# start of Source passage

Or in other words...the history of cruise control is that the name "auto pilot" was explicitly rejected because of the dangerous connotations the term implied about the vehicle's capabilities.

https://www.smithsonianmag.com/innovation/sightless-visionar...

The market Tesla is advertising to is not airplane pilots. It is the general car buying public.

If they are using any terms in their ads in ways other than the way the people the ads are aimed at (the general car buying public) can reasonably be expected to understand them, then I'd expect that could be considered to be negligent.

Much of the general public is going to get their entire idea of what an autopilot can do from what autopilots do in fiction.

The dictionary definition for Americans is:

> A navigation mechanism, as on an aircraft, that automatically maintains a preset course.

https://ahdictionary.com/word/search.html?q=automatic+pilot

Note that “autopilot” and “automatic pilot” are synonyms.

https://ahdictionary.com/word/search.html?q=Autopilot

An autopilot is supposed to be an automatic system, which doesn’t imply supervision.

https://ahdictionary.com/word/search.html?q=automatic

> Self-regulating: an automatic washing machine.

Notably, an aircraft autopilot will NOT avoid hitting anything in its path, or slow down for it, or react to it in any way. It's just that the sky is very big and other aircraft are very small, so random collisions are extremely unlikely.
> an aircraft autopilot will NOT avoid hitting anything in its path, or slow down for it, or react to it in any way

TAWS (terrain) and ACAS (traffic) are built into modern autopilots.

And Tesla lied about its autopilot’s capabilities in proximity to this crash: “In 2016, the company posted a video of what appears to be a car equipped with Autopilot driving on its own. ‘The person in the driver's seat is only there for legal reasons,’ reads a caption that flashes at the beginning of the video. ‘He is not doing anything. The car is driving itself.’ (Six years later, a senior Tesla engineer conceded as part of a separate lawsuit that the video was staged and did not represent the true capabilities of the car.”

https://www.npr.org/2025/07/14/nx-s1-5462851/tesla-lawsuit-a...

Airplanes and automobiles differ in a number of ways.

# end of Source passage
# start of Recorded data

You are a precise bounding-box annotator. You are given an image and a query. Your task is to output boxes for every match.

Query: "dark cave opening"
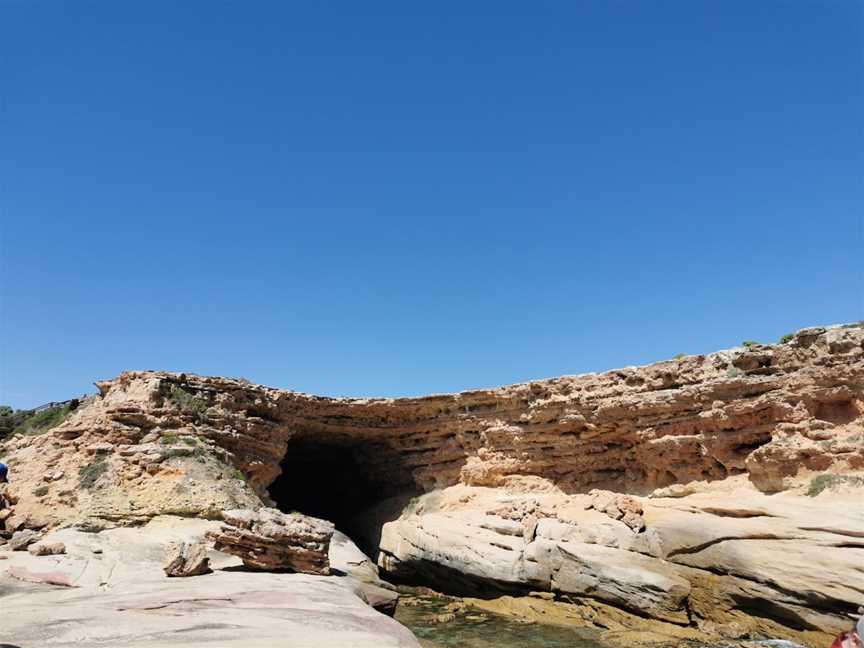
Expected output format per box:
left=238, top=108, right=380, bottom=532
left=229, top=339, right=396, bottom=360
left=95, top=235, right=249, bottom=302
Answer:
left=268, top=433, right=417, bottom=559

# end of Recorded data

> [Directions]:
[a] According to the discussion of Tesla's autopilot, which two systems are built into modern autopilots?
[b] Reproduce the discussion of Tesla's autopilot starting with "The dictionary definition" and going on through "doesn’t imply supervision.", renaming "supervision" as "oversight".
[c] Write what comes next in the discussion of Tesla's autopilot, picking up after its final sentence.
These records were taken from a separate source.

> [Responses to the tasks]:
[a] TAWS (terrain) and ACAS (traffic).

[b]
The dictionary definition for Americans is:

> A navigation mechanism, as on an aircraft, that automatically maintains a preset course.

https://ahdictionary.com/word/search.html?q=automatic+pilot

Note that “autopilot” and “automatic pilot” are synonyms.

https://ahdictionary.com/word/search.html?q=Autopilot

An autopilot is supposed to be an automatic system, which doesn’t imply oversight.

[c]
As is also pointed out ad nauseam, the claims made about autopilot (Tesla) go far beyond the name, partly because they sold a lot of cars on lies about imminent "FSD" and partly because as always Elon Musk can't keep his mouth shut. The issue isn't just the name, it's that the name was part of a full-court-press to mislead customers and probably regulators.
Everyone here seems to think this is a case about full self driving. That product didn't exist yet when the car in question was manufactured. No one was making the claims you believe were made.
It's also worth mentioning he would have been required to keep his hands on the wheel while using autopilot, or else it starts beeping at you and eventually disables the feature entirely. The system makes it very clear you're still in control, and it will permanently disable itself if it thinks you're not paying attention too many times (you get 5 strikes for your ownership duration).
The strikes reset after a week, they do not persist for the duration of your ownership of the vehicle.

https://www.tesla.com/support/autopilot - section “How long does Autopilot suspension last?”

>you get 5 strikes for your ownership duration).

It isn't ownership of the device disables things against you. That's licensing at best.

Is there any contextual difference between the first instance of cruise control (which has since been relabeled cruise control, perhaps with reason), automatic flight control, and a company whose CEO and fanboys incessantly talk about vehicle autonomy?
> On one hand I don't think you can apply a price to a human life

Yes, although courts do this all the time. Even if you believe this as solely manufacturer error, there are precedents. Consider General Motors ignition switch recalls. This affected 800k vehicles and resulted in 124 deaths.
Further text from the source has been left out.